Start PASSAGE TO READ
Jeanne Koré Salvato

o and behold, we recently celebrated Africa Day on 25 May.  An Irish friend reacted to my surprise that there was an Africa Day in Dublin.  She was surprised I was surprised and sent me this lovely map. So, I decided to hunt around and find celebrations of Africa in the States, where it actually does take place in some cities, such as Houston and NYC.

Line drawing of George Floyd

It turns out that the anniversary of George Floyd’s death is the same day as Africa Day, the 25th of May.  A policemen had a knee on George Floyd’s neck for 8 minutes and 46 seconds, resulting in his death. For me that’s the association with Africa, not only Floyd’s death and others, but the slave trade, the deprived homeland of so many millions, followed by their enslavement.  In honor of the former slave interviewed by Zora Neale Hurston, named Cudjo Lewis, I have used his term, Afficky, for Africa.  I have talked about Hurston’s book Barracoon elsewhere, but it is impossible to celebrate Africa Day without including Hurston’s perspective: “The African slave trade is the most dramatic chapter in the story of human existence,” she writes.

But while that is very real, too real, in fact, the joy of Africa day is also part of the heritage of Africa. 

Let’s come back in a minute to the issue of slavery.  Now, I’d like to introduce a woman who has created a business called Africa on Your Back.  She uses beautiful African patterned material, gives scholarships, and focuses on inspiring boys to succeed, since she has two sons.  Joy!
End PASSAGE TO READ
Start COLLECTED MATERIAL
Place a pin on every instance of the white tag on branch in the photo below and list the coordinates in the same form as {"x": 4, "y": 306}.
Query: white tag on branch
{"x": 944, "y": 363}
End COLLECTED MATERIAL
_TO BE DONE_:
Copy the part of the Africa Day text above that runs from "It turns out" to "heritage of Africa.", word for word.

_THE COMPLETED TASK_:
It turns out that the anniversary of George Floyd’s death is the same day as Africa Day, the 25th of May.  A policemen had a knee on George Floyd’s neck for 8 minutes and 46 seconds, resulting in his death. For me that’s the association with Africa, not only Floyd’s death and others, but the slave trade, the deprived homeland of so many millions, followed by their enslavement.  In honor of the former slave interviewed by Zora Neale Hurston, named Cudjo Lewis, I have used his term, Afficky, for Africa.  I have talked about Hurston’s book Barracoon elsewhere, but it is impossible to celebrate Africa Day without including Hurston’s perspective: “The African slave trade is the most dramatic chapter in the story of human existence,” she writes.

But while that is very real, too real, in fact, the joy of Africa day is also part of the heritage of Africa.